My husband says we use more energy to heat the house back up after being that cool than we use to keep the thermostat at 72 or 73 degrees all the time. The temp is turned up for less than 5 hours a day, if we only raise it when we're home in the evening.

I believe that's true for air conditioning, but I don't think it's true for heating. We have hot water baseboard heaters, if it makes any difference, and do not have central air.

1. Which is better - leaving the house at the same temperature all the time in the winter, or turning down the heat when the house is not occupied and raising it only when we're at home?

2. Our only air conditioning is a window unit, and our rental is a two-story house. We put it in our master bedroom (first room at the top of the stairs) and leave it on all the time. Would we saev energy/money if we turn that down while we're out? Is it really best to just let it run all the time? I don't know the BTUs or any of the details on it, except that is is a small-ish unit and does well for one room but probably wouldn't cool off the whole floor.

Thanks in advance for your help!
--Melissa

Wolley

04:43AM | 02/12/03
I agree that by setting the thermostat at a lower setting saves money because the furnace goes on less often, but wouldn't those savings be cancelled when you turn up the heat when you come back from work, because it takes more energy to heat a house from 65 degrees to 72 degrees than it takes to keep it at 72 degrees constant, over the same period of time. So I would like to know what are we really saving? Thanks.

rpxlpx

04:58AM | 02/12/03
Member Since: 03/13/00
1675 lifetime posts
It really depends on how long you leave it turned down. The longer the "down" period is, the greater likelihood of saving money.

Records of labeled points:
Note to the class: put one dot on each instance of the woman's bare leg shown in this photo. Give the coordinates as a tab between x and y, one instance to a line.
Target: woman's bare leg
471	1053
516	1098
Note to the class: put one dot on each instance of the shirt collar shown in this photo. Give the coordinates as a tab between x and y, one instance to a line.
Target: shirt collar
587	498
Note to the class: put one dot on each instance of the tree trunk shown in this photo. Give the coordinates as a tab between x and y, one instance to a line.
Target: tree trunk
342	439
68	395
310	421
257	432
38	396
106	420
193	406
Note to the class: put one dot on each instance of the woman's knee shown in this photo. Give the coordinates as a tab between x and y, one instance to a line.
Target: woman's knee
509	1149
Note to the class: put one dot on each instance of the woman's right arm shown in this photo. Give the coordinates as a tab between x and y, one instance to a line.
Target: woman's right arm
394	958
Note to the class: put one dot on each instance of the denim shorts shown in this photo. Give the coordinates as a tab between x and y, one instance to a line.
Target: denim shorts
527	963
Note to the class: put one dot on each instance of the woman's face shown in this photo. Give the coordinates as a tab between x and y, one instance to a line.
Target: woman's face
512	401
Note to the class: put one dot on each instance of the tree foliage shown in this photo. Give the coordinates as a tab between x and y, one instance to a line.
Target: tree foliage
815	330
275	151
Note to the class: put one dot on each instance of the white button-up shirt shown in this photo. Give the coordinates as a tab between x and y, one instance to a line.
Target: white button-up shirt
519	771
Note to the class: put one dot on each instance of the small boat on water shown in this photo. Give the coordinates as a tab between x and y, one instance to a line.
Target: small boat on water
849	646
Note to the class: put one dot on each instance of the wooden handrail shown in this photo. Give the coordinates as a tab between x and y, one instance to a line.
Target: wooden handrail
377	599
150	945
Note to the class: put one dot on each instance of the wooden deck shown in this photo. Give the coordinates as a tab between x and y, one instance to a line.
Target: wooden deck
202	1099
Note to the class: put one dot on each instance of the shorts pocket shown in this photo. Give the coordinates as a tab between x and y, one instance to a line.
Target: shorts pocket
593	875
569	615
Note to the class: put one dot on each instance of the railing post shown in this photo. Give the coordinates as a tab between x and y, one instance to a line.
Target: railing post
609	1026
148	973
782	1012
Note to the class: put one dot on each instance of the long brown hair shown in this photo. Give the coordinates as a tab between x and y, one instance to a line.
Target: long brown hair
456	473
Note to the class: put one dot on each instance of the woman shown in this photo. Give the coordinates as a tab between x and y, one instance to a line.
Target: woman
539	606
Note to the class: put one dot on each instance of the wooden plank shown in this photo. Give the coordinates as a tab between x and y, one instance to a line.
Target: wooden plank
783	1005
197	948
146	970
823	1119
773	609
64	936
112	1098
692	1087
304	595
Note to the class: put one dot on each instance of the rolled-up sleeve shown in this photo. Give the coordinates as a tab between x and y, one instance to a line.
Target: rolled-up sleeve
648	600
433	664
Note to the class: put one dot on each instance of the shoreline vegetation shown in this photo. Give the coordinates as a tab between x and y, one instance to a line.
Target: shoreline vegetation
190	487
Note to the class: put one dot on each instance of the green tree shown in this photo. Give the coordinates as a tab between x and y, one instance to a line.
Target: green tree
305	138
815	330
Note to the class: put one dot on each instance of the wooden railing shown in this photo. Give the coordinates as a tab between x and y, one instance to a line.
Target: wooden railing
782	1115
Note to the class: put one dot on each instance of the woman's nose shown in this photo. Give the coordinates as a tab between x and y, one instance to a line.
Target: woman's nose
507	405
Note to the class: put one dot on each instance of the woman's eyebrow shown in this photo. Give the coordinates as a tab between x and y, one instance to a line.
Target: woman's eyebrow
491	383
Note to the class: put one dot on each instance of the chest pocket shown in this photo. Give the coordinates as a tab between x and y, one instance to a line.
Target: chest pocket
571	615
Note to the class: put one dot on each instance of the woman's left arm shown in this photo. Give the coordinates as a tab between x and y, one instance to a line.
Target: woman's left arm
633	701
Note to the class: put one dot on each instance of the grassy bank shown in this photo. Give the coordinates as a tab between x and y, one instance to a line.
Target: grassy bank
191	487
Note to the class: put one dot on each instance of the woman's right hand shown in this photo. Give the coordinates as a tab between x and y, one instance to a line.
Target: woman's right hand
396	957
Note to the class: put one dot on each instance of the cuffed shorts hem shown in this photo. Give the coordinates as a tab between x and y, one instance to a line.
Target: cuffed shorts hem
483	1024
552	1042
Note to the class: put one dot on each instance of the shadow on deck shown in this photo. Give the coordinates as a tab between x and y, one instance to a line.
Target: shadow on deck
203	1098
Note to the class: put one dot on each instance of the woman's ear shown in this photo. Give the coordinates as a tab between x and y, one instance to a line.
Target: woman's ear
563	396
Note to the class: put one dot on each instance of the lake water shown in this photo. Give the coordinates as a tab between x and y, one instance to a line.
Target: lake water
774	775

Required work:
a) List the names of all the posters in the thermostat thread.
b) In the thermostat thread, what type of heating does the first poster's house have?
c) Continue the thermostat thread from the end of its last sentence.

Written answers:
a) Melissa, Wolley, rpxlpx

b) Hot water baseboard heaters.

c)
That's because it costs the same amount to bring it up from 68 to 72 after 1 hour as it costs to do the same thing after 6 hours of 68 temp.
So, by using less for an extra 5 hours, you save money.
The only question is, what's the break-even point. How long must the temp be down in order to start saving, when you have to bring it back up?
I don't have any precise numbers to share, but I'm sure somebody has done testing on this.

valancy

03:51AM | 02/14/03
Member Since: 01/23/03
4 lifetime posts
This is *exactly* the kind of information I was seeking. Thanks so much!

The furnace doesn't have to work any harder to heat up the house after being cool all day compared to one hour. Overall, turning down the temperature saves money.

The main difference is that if we want a warm house for the hour we are home in the morning between waking and leaving for work, it will take longer to get us warm than it would if the furnace was on all night. But it will get warmer, whether you think it's worth the time and energy or not. So it depends on your patience with that process, I suppose.

A side perk is that turning down the heat means I no longer wake up in the wee sma's with all the covers thrown on top of me because hubby is too hot. When it's cooler in the house, he needs to keep them on him. Bet you didn't know this was also a sleep aid and a marital aid!

Thanks everyone for the great information!

treebeard

06:51AM | 02/14/03
Member Since: 01/14/03
264 lifetime posts
OK, I've got a question here.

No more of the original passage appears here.